─── Records shown

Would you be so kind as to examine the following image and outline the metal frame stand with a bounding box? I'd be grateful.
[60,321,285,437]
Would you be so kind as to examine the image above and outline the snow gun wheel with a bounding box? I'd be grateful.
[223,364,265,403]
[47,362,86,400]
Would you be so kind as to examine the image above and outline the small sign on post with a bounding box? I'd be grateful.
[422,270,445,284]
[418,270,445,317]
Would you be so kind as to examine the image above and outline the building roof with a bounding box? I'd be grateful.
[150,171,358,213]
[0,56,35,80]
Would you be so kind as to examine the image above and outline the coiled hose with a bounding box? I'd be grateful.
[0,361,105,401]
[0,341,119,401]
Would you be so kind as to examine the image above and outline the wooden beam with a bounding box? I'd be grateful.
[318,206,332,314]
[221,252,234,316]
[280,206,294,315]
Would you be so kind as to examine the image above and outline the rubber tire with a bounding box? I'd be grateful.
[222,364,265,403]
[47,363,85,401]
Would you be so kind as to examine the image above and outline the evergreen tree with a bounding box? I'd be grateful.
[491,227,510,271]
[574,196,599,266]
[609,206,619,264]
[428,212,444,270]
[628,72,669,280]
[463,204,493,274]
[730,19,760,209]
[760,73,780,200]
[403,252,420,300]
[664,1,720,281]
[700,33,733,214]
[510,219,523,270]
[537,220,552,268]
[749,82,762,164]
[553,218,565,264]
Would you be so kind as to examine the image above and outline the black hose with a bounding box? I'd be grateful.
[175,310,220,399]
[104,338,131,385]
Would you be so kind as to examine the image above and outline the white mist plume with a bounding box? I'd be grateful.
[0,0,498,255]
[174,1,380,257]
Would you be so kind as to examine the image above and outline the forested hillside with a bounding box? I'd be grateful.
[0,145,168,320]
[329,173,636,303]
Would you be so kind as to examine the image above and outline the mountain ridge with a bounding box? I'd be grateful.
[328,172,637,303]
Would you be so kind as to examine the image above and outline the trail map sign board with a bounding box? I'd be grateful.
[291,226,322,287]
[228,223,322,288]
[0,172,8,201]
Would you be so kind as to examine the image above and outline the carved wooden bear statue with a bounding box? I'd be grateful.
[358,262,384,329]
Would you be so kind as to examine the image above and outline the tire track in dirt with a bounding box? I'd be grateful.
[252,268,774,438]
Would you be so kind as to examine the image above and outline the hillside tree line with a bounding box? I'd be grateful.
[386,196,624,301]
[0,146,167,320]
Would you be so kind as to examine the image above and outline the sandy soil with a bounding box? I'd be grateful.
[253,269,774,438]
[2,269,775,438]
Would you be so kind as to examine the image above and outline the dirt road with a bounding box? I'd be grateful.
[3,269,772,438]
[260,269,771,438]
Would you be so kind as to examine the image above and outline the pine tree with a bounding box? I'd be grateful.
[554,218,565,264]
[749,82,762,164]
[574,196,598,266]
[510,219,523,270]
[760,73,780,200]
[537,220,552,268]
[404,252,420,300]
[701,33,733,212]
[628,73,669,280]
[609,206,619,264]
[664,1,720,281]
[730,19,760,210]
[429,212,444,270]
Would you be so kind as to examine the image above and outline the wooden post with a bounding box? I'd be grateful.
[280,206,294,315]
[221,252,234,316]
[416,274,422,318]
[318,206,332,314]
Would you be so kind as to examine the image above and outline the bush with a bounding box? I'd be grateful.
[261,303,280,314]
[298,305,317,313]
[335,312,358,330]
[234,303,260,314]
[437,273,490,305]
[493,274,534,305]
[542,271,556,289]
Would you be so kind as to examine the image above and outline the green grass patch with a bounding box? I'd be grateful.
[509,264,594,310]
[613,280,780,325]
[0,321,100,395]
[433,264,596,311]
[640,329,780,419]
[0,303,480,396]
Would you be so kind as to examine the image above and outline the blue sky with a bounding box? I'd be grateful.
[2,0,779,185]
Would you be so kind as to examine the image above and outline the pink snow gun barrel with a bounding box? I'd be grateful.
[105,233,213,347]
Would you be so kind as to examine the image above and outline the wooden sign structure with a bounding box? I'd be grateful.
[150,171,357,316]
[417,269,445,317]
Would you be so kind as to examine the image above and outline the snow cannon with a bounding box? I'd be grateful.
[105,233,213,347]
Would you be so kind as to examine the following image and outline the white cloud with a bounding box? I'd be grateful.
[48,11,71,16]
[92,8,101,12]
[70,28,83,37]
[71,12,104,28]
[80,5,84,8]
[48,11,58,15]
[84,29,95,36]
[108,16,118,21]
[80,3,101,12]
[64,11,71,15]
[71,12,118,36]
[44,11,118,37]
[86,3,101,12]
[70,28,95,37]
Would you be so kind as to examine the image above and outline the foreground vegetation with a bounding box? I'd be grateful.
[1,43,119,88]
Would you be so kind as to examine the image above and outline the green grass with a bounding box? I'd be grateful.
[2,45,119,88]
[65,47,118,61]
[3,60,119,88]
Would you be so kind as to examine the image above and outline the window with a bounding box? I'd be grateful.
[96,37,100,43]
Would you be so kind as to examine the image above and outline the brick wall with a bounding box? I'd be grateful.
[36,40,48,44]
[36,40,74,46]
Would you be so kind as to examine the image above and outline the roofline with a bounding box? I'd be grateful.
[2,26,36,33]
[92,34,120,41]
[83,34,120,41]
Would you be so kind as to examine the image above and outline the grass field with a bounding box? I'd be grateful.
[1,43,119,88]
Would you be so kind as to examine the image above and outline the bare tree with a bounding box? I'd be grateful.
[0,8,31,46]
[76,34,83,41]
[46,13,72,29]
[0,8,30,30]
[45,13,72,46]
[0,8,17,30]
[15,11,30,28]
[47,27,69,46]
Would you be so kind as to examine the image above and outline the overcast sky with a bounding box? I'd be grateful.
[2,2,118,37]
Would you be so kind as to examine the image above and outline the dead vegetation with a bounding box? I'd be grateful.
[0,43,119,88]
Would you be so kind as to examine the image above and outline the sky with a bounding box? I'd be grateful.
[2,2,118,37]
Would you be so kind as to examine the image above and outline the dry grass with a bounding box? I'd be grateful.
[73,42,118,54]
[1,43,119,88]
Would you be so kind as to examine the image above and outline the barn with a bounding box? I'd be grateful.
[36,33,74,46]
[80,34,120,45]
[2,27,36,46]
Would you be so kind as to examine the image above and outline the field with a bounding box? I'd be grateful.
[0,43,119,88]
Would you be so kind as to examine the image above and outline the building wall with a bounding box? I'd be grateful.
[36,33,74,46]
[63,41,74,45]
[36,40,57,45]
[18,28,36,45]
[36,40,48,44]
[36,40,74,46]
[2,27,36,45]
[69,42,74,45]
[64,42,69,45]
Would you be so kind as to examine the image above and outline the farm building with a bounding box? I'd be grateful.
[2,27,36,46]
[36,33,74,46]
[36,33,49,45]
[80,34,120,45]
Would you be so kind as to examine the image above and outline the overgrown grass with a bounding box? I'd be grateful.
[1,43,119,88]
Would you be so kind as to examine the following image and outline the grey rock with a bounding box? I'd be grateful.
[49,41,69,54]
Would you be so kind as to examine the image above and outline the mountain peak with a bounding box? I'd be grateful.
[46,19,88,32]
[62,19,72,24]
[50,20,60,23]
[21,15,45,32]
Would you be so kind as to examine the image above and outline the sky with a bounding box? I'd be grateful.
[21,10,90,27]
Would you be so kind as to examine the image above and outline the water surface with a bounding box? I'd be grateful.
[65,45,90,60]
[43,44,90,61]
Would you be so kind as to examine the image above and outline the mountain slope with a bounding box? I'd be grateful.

──────

What you return must match the records above exactly.

**Solution to this exercise:**
Would you be so kind as to examine the following image and outline the metal frame stand with a bounding box? I'd be grateful.
[60,321,285,437]
Would you be so kind as to examine the image above and outline the snow gun wheel with a bounding box? I'd be grateful.
[223,364,265,403]
[47,362,86,400]
Would you be so kind as to examine the image above and outline the small sign on post with a bounding box? I'd be grateful.
[422,270,445,284]
[418,270,445,317]
Would you be so kind as to examine the image above and outline the building roof with a bounding box? I'd be grateful.
[150,171,358,213]
[0,56,35,80]
Would you be so kind as to examine the image above and outline the coiled hose with a bounding box? I'd be grateful.
[0,361,105,401]
[0,341,119,401]
Would you be so kind as to examine the image above and outline the wooden beam with a bounding box? I'd be grateful.
[318,206,332,314]
[221,252,234,316]
[280,206,294,315]
Would you be so kind as to examine the image above and outline the rubber tire with a bounding box? I'd be grateful.
[222,364,265,403]
[47,363,85,401]
Would you be so kind as to examine the image above and outline the evergreen tree with a bounding box? I'd be grateful.
[491,227,510,271]
[574,196,599,266]
[609,206,619,264]
[428,212,444,270]
[628,72,669,280]
[463,204,493,274]
[730,19,760,209]
[760,73,780,200]
[403,252,420,300]
[664,1,720,281]
[700,33,733,214]
[510,219,523,270]
[537,220,552,268]
[749,82,762,164]
[553,218,565,264]
Would you be so kind as to examine the image above and outline the black hose with a bounding box? I'd be grateful.
[175,310,220,399]
[104,338,131,385]
Would you be so kind as to examine the image above and outline the white mist plume with a bounding box? I'd be grateful.
[0,0,498,255]
[174,1,380,257]
Would you be so kind as to examine the image above and outline the forested hillside with a bounding box? I'd be grateful.
[0,145,168,320]
[329,173,636,303]
Would you be so kind as to examine the image above and outline the mountain ridge with a bounding box? I'd be grateful.
[328,172,637,303]
Would you be so kind as to examine the image above and outline the trail map sign board with a bounding box? I'd be grateful.
[291,226,322,287]
[228,223,322,288]
[0,172,8,201]
Would you be so kind as to examine the image above and outline the carved wooden bear statue with a bounding box? I'd be grateful.
[358,262,384,329]
Would you be so kind as to examine the image above and outline the tire track in dirt with a bounding box? I'd be grateful.
[252,268,774,438]
Would you be so kind as to examine the image above and outline the hillside tree line with a bounding box? I'd be grateful.
[386,196,624,301]
[0,146,167,320]
Would you be so kind as to examine the image above and outline the sandy soil with a bounding box? I'd be grateful.
[253,269,774,438]
[2,269,775,438]
Would you be so kind as to examine the image above and outline the dirt road with a bounding box? I'd be grateful.
[3,269,772,438]
[260,269,771,438]
Would you be so kind as to examine the image above and outline the pine tree with a bounding box? I'd be grateful.
[554,218,565,264]
[749,82,762,164]
[574,196,598,266]
[510,219,523,270]
[760,73,780,200]
[537,220,552,268]
[404,252,420,300]
[701,33,733,212]
[628,73,669,280]
[609,206,619,264]
[664,1,720,281]
[730,19,760,210]
[429,212,444,270]
Would you be so kind as to examine the image above and outline the wooden post with a bounding box? I'd be grateful.
[280,206,294,315]
[221,252,234,316]
[416,274,422,318]
[318,206,332,314]
Would you be so kind as to examine the image above and outline the bush with a bounding box? I'd be grateful.
[261,303,280,314]
[298,305,317,313]
[335,312,358,330]
[234,303,260,314]
[437,273,490,305]
[493,274,534,305]
[542,271,556,289]
Would you be so kind as to examine the image above and outline the green grass patch with a bounding box? I'd be grateful.
[509,264,594,310]
[613,280,780,325]
[0,321,100,395]
[433,264,596,311]
[640,329,780,419]
[0,303,480,396]
Would you be so kind as to examine the image above and outline the blue sky with a bounding box? I'd be grateful.
[2,0,779,185]
Would you be so kind as to examine the image above and outline the pink snow gun barrel with a bounding box? I'd be grateful.
[105,233,213,347]
Would you be so kind as to examine the image above and outline the wooden sign structure with a bounding box? I'd be grateful.
[150,171,357,316]
[417,269,445,317]
Would you be so kind as to examine the image above and outline the snow cannon with a bounding box? I'd be grateful.
[105,233,213,347]
Would you be so kind as to examine the following image and outline the white cloud with a bounding box? I'd be grateful.
[48,11,71,16]
[92,8,101,12]
[70,28,83,37]
[71,12,104,28]
[80,5,84,8]
[48,11,58,15]
[84,29,95,36]
[108,16,118,21]
[80,3,101,12]
[64,11,71,15]
[71,12,118,36]
[44,11,118,37]
[86,3,101,12]
[70,28,95,37]
Would you be so kind as to examine the image above and outline the foreground vegetation with a bounding box? I'd be grateful.
[1,43,119,88]
Would you be so kind as to examine the image above and outline the green grass with a bounding box? I'd be grateful.
[2,45,119,88]
[65,47,118,61]
[3,60,119,88]
Would you be so kind as to examine the image above and outline the window with a bounding box? I'd be grateful.
[96,37,100,43]
Would you be so kind as to examine the image above and outline the brick wall with a bounding box? I'd be grateful.
[36,40,48,44]
[36,40,74,46]
Would you be so kind as to examine the image above and outline the roofline with a bounding box? I'd be grateful.
[2,26,36,33]
[92,34,120,41]
[83,34,120,41]
Would you be so kind as to examine the image above and outline the grass field with a bounding box? I'd be grateful.
[1,43,119,88]
Would you be so kind as to examine the image above and outline the bare tree with a bounding box? I'd be grateful.
[0,8,31,46]
[76,34,83,41]
[46,13,72,29]
[0,8,30,30]
[45,13,72,46]
[0,8,17,30]
[15,11,30,28]
[47,27,69,46]
Would you be so kind as to examine the image above and outline the overcast sky with a bounding box? I'd be grateful.
[2,2,118,37]
Would you be so kind as to examine the image above and outline the dead vegetation with a bounding box? I'd be grateful.
[0,43,119,88]
Would you be so kind as to examine the image above and outline the sky with a bounding box? I'd be grateful.
[2,2,118,37]
Would you be so kind as to examine the image above and outline the dry grass with a bounding box? I'd be grateful.
[73,42,118,54]
[1,43,119,88]
Would you be so kind as to examine the image above and outline the barn with a bounding box? I'd be grateful.
[36,33,74,46]
[80,34,120,45]
[2,27,36,46]
Would you be so kind as to examine the image above and outline the field with a bounding box? I'd be grateful.
[0,43,119,88]
Would you be so kind as to examine the image above and outline the building wall with a bounding box? I'd be grateful.
[36,33,74,46]
[63,41,74,45]
[36,40,57,45]
[18,28,36,45]
[36,40,48,44]
[36,40,74,46]
[2,27,36,45]
[69,42,74,45]
[64,42,69,45]
Would you be so kind as to examine the image above and outline the farm building with a bounding box? I'd be grateful.
[2,27,36,46]
[36,33,74,46]
[36,33,49,45]
[80,34,120,45]
Would you be so kind as to examine the image above and outline the overgrown grass with a bounding box? I'd be grateful.
[1,43,119,88]
Would you be so kind as to examine the following image and outline the grey rock with a bounding box? I'd be grateful.
[49,41,69,54]
Would you be so kind as to examine the image above and outline the mountain peak with a bounding box? I'd be grateful.
[46,19,88,32]
[62,19,72,24]
[50,20,60,23]
[21,15,45,32]
Would you be so kind as to examine the image above and outline the sky with a bounding box? I'd be grateful.
[21,10,90,27]
Would you be so kind as to examine the image above and outline the water surface with a bounding box? I'd be grateful.
[65,45,90,60]
[43,44,90,61]
Would you be so kind as to examine the image above and outline the mountain slope with a bounding box? I'd be grateful.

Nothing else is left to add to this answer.